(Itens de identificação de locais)
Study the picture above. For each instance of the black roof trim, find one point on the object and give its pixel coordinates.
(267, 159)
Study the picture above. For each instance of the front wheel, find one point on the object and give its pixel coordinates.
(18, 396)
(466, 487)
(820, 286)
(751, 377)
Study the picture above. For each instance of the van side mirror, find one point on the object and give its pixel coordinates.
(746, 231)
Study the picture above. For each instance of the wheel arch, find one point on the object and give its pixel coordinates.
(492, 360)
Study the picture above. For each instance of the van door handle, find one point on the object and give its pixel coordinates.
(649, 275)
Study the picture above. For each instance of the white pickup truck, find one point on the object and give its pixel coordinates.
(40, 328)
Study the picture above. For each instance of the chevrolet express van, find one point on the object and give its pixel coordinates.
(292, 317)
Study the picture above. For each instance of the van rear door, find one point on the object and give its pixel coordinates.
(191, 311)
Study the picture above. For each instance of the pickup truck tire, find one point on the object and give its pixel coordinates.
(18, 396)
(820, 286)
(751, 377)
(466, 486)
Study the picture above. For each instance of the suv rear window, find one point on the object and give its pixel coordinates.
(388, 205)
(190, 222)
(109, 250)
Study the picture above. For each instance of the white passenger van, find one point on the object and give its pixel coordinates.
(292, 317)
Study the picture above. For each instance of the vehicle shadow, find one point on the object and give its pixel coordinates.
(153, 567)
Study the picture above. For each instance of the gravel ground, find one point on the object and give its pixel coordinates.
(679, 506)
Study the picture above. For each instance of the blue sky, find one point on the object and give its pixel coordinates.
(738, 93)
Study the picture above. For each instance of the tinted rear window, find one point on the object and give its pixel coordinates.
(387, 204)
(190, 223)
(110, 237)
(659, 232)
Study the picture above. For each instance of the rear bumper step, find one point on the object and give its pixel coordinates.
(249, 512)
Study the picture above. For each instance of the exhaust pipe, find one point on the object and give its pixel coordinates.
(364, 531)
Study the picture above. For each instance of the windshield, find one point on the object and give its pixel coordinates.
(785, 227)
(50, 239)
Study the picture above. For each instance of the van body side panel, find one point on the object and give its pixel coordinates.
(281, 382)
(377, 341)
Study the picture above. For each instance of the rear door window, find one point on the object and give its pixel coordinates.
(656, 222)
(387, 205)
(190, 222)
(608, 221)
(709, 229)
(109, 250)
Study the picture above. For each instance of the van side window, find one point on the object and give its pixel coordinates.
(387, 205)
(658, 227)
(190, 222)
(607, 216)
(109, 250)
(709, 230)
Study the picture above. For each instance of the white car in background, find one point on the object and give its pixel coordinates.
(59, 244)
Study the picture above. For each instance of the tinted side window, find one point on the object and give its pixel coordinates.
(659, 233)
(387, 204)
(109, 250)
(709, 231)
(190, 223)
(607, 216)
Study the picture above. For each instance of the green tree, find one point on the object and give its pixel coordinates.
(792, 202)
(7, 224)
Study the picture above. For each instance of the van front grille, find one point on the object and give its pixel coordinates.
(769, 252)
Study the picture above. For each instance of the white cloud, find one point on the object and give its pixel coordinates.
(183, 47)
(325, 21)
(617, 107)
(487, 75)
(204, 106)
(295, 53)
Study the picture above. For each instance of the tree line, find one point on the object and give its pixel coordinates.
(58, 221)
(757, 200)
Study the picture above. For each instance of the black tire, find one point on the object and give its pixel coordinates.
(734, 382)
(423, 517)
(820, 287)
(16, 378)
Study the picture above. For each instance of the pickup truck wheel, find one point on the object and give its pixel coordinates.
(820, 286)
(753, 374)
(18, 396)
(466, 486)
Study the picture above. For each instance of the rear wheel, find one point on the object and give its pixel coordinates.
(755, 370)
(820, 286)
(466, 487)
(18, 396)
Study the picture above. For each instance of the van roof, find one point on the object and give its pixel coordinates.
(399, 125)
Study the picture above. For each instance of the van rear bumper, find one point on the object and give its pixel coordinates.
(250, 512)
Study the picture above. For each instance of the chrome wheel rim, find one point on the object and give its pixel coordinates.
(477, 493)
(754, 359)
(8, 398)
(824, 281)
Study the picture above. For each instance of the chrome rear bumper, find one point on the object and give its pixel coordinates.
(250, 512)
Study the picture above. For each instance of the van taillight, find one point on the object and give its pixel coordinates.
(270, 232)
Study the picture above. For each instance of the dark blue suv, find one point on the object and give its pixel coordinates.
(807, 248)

__Tarefa obrigatória__. Extraia, sem mudar nada, as linhas que vão da que contém "Study the picture above. For each instance of the dark" até o final das linhas, incluindo as duas pontas.

__Resposta__.
Study the picture above. For each instance of the dark blue suv, find one point on the object and give its pixel coordinates.
(807, 248)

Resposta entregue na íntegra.